Thanks for everyone who responded to my question.....very helpful.


----------



## Smallmouth Crazy (Apr 4, 2006)

Good deal...it wouldnt be a feature I would go for but I guess there are people out there that do or it wouldnt be offered, hope you enjoy your shotgun.


----------



## Papascott (Apr 22, 2004)

I had a ranger slug gun around 1995. I bought it new at dicks. Sighted it in the week before gun season and found that the adjustment for the elevation on the rifle sights was not adjustable enough to put it high enough to hit the target at 50yd. Ordered a differant sight and put a few pennys under the wedge to uce it until the new sights came in. Took it out opening morning. Shot a deer at 50yd. Deer dropped and started to get up. I went to pump another round into the chamber and it jammed up. Could not get the action to open again. Deer ran about 100yd and was finished off by another hunter. When I started looking to see what happened, the finger that pushes the next round upward in the action was jammed into the wood of the fore grip. It also split the wood pretty bad. I learned to always check the action when sighting in a gun not just one into the chamber each shot. Took the gun back to Dicks and explained what happened. They told me there was nothing they coukld do, I argued for at least an hour and showed them that every single gun of that model on their rack had the same problem. After enough people walked away from the gun counter thay finally gave me my money back.

• USING THE INFORMATION:
A - In the shotgun forum thread, at what distance could Papascott's rifle sights not be raised high enough to hit the target?
B - Using the shotgun forum thread, state whether each statement agrees with it, and quote the words that decide each one: (i) Papascott bought the ranger slug gun used. (ii) The wounded deer was finished off by another hunter. (iii) The store eventually refunded Papascott's money.

• RECORDED DATA:

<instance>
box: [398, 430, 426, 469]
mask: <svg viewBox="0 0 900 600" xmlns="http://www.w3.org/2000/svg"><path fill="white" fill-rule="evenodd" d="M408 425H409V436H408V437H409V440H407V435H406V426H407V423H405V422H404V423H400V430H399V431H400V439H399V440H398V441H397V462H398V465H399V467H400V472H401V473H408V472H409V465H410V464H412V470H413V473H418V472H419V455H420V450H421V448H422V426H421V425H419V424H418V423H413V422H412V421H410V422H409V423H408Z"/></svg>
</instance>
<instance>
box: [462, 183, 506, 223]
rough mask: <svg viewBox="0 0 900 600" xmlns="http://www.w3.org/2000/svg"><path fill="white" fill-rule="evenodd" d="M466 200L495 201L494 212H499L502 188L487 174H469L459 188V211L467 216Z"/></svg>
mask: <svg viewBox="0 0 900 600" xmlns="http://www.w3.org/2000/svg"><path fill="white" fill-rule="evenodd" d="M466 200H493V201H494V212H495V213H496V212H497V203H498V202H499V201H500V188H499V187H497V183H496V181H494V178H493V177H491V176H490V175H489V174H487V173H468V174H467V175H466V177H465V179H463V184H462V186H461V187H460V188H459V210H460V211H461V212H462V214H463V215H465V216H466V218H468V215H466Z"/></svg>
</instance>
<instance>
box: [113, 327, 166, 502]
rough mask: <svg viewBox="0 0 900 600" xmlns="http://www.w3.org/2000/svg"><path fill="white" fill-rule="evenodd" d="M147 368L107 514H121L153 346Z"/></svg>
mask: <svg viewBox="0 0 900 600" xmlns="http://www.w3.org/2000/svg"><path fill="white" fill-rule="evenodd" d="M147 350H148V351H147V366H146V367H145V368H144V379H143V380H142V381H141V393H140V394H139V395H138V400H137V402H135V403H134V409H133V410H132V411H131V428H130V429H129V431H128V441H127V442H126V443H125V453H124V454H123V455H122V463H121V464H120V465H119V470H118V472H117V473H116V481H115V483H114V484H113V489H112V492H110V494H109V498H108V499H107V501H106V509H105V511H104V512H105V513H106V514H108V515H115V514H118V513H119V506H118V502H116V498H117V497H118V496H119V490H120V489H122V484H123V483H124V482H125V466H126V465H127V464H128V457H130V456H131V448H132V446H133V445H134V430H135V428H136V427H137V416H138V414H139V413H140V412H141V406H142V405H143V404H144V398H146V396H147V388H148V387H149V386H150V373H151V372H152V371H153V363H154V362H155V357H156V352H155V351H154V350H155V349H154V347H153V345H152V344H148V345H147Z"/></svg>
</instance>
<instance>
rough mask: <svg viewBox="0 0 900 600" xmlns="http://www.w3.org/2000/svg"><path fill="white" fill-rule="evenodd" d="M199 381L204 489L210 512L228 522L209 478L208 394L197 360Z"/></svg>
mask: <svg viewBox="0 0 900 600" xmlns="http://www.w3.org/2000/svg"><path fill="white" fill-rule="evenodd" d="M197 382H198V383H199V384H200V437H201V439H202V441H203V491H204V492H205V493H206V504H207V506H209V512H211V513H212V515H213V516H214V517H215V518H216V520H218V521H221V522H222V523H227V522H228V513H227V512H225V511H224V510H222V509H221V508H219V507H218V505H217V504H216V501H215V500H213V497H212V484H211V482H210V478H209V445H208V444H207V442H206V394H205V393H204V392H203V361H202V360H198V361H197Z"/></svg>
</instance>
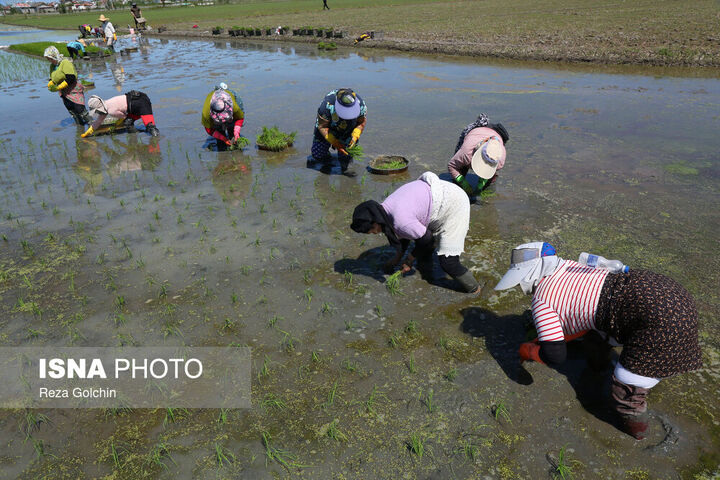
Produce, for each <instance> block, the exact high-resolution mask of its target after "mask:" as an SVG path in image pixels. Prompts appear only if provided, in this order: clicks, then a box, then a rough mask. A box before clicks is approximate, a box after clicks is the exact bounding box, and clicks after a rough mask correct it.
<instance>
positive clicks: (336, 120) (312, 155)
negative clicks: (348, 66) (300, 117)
mask: <svg viewBox="0 0 720 480" xmlns="http://www.w3.org/2000/svg"><path fill="white" fill-rule="evenodd" d="M366 116H367V106H366V105H365V101H364V100H363V99H362V98H360V96H359V95H357V94H356V93H355V92H353V91H352V90H351V89H349V88H340V89H337V90H333V91H331V92H330V93H328V94H327V95H325V99H324V100H323V102H322V103H321V104H320V107H319V108H318V113H317V118H316V119H315V130H314V131H313V144H312V149H311V153H312V157H313V158H314V159H315V160H318V161H321V160H322V161H324V160H327V159H328V158H329V157H330V153H329V151H330V147H331V146H332V147H333V148H335V149H336V150H337V151H338V156H340V155H344V156H346V157H349V154H348V152H347V150H346V149H347V148H352V147H353V146H355V144H356V143H357V142H358V140H359V139H360V135H362V132H363V129H364V128H365V125H366V123H367V121H366Z"/></svg>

• SOLUTIONS TO THE EXERCISE:
A - At 50 yards.

B -
(i) No: "I bought it new at dicks."
(ii) Yes: "Deer ran about 100yd and was finished off by another hunter."
(iii) Yes: "After enough people walked away from the gun counter thay finally gave me my money back."